▸ PAGE
Alex Grange

Don’t ignore the stackup.

The majority of PCB articles concern standard boards, often stuffed full of complex components, and the latest high-speed circuitry and the problems that brings to the table. Flexible PCBs are not talked about much in day-to-day literature, but the truth is without them most of the devices we have come to depend on would not exist – at least not in the tiny package we know and love.

From smartphones and tablets to household appliances to automobiles, flexible PCBs connect rigid boards in ways to make the final package smaller, lighter, more reliable, and more cost-effective. Do flexible PCBs have special design concerns that rigid boards do not? Absolutely! So, let’s take a look at some of the
benefits and challenges of flexible PCBs … or just “flex.”

Most commonly, flex is used as an interconnect between two or more rigid PCBs. The most common reason to employ flex is to permit those rigid PCBs to be stacked or otherwise configured in three dimensions (FIGURE 1).

Figure 1. Flex permits flat, rigid PCBs to be connected together in an efficient, cost-effective 3D shape.

With accurate design and automated production, flex circuits can also eliminate human errors from hand-built wire harnesses that show up in assembly. Flex systems also require less manual labor during assembly and can reduce production errors, therefore decreasing assembly time and costs. Durability is greater than wire harnesses as well; a flexible circuit can move and flex up to 500 million times without failure in designs that have moving parts. Plus, the exceptional thermal stability of polyimide also permits circuits to withstand applications with extreme heat.

▸ CHALLENGES
A – According to the flexible PCB text, how many times can a flexible circuit move and flex without failure?
B – Copy all of the rows below line for line and leave out any pictures.
The rows that follow have no connection to the flexible PCB text.

▸ DATASET
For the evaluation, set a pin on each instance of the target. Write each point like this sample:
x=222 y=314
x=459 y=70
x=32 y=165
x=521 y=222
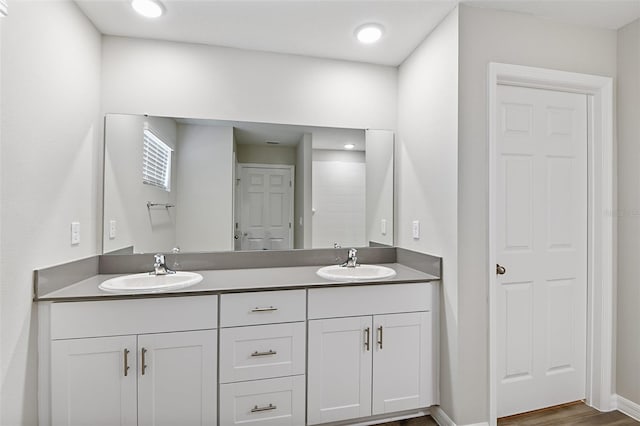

▸ RESPONSES TO THE TASKS
A – Up to 500 million times.

B –
For the evaluation, set a pin on each instance of the target. Write each point like this sample:
x=222 y=314
x=459 y=70
x=32 y=165
x=521 y=222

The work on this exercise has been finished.